§ TEXTO
########################################
Porém, a Universidade da Pensilvânia, onde Kariko estava prestes a se tornar professora titular, decidiu pôr fim ao projeto depois que as recusas de financiamento se acumularam.
“Eu estava concorrendo a uma promoção, mas eles simplesmente me rebaixaram e esperaram que eu fosse embora”, contou ela.
Kariko ainda não tinha um ‘green card’ (residência permanente nos EUA) e precisava de um emprego para renovar seu visto. Também sabia que não seria capaz de colocar sua filha na faculdade sem o desconto para funcionários.
Ela decidiu, então, persistir como pesquisadora do escalão inferior, sobrevivendo com um salário ínfimo.
Foi um ponto baixo em sua vida e carreira, mas “eu só pensei… Sabe, a bancada (do laboratório) está aqui, eu só preciso fazer experimentos melhores”, disse.
A experiência moldou sua filosofia para lidar com as adversidades em todos os aspectos da vida. “Pense bem e, no final, você tem que dizer ‘o que posso fazer?'”, reflete Kariko. “Porque assim você não desperdiça sua vida.”
A determinação está na família – sua filha, Susan Francia, de fato estudou na Universidade da Pensilvânia, onde fez um mestrado, e ganhou medalhas de ouro com a equipe olímpica de remo dos Estados Unidos em 2008 e 2012.
– Avanços combinados –
Dentro do corpo, o mRNA entrega às células as instruções armazenadas no DNA, as moléculas que carregam todo o nosso código genético.
No final dos anos 1980, boa parte da comunidade científica estava focada no uso de DNA para terapia genética. Mas Kariko acreditava que o mRNA também era promissor, já que a maioria das doenças não é hereditária e não precisa de soluções que alterem nossa genética de modo permanente.
Primeiro, no entanto, ela teve que superar um enorme problema: nos experimentos com animais, o mRNA sintético estava causando uma resposta inflamatória maciça, pois o sistema imunológico detectava um invasor e corria para combatê-lo.
Kariko, junto com seu principal colaborador, Drew Weissman, descobriu que um dos quatro blocos que formam o mRNA sintético era o culpado e que eles poderiam superar o problema trocando-o por uma versão modificada.
Eles publicaram um artigo sobre a descoberta em 2005. Então, em 2015, descobriram uma nova maneira de entregar mRNA em camundongos, usando um revestimento de gordura chamado “nanopartículas de lipídios”, que impede a degradação do mRNA e ajuda a colocá-lo dentro da parte correta das células.
########################################
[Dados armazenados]
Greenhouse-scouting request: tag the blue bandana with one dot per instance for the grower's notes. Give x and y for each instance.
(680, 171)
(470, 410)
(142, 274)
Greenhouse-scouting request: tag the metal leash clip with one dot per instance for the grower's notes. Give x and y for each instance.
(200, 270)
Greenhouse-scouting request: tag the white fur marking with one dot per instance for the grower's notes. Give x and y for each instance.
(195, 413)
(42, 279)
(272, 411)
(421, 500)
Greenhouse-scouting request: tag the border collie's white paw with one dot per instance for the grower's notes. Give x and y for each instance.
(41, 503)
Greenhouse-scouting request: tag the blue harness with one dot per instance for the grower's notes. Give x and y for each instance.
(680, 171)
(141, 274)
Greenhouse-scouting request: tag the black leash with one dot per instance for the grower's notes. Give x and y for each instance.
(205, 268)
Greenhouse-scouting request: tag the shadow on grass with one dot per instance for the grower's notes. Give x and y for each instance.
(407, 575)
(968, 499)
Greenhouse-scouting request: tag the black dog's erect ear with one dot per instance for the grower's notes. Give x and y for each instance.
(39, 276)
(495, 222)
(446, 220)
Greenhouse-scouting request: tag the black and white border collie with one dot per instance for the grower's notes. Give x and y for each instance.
########################################
§ O QUE FAZER
• A. Relacione todas as pessoas identificadas pelo nome no texto sobre Kariko, na ordem em que aparecem.
• B. Retome o texto sobre Kariko a partir da última frase apresentada.

§ RESPOSTAS ESPERADAS
• A. Kariko, Susan Francia, Drew Weissman

• B.
Ambas as inovações foram essenciais para as vacinas da covid-19 desenvolvidas pela Pfizer e sua parceira alemã BioNTech, onde Kariko agora é vice-presidente sênior, bem como para as vacinas produzidas pela Moderna.
Ambos funcionam dando às células humanas instruções para produzir uma proteína da superfície do coronavírus, que simula uma infecção e treina o sistema imunológico para quando ele encontrar o vírus real.
– Novos tratamentos –
O mRNA se degrada rapidamente e as instruções que ele dá ao corpo não são permanentes, tornando a tecnologia uma plataforma ideal para diversas aplicações, explicou Kariko.
Isso pode variar de novas vacinas contra a gripe, mais rápidas de desenvolver e mais eficazes do que a geração atual, a novos tratamentos para doenças.
Por exemplo, a AstraZeneca está trabalhando atualmente em um tratamento de mRNA para pacientes com insuficiência cardíaca, que entrega proteínas sinalizadoras que estimulam a produção de novos vasos sanguíneos.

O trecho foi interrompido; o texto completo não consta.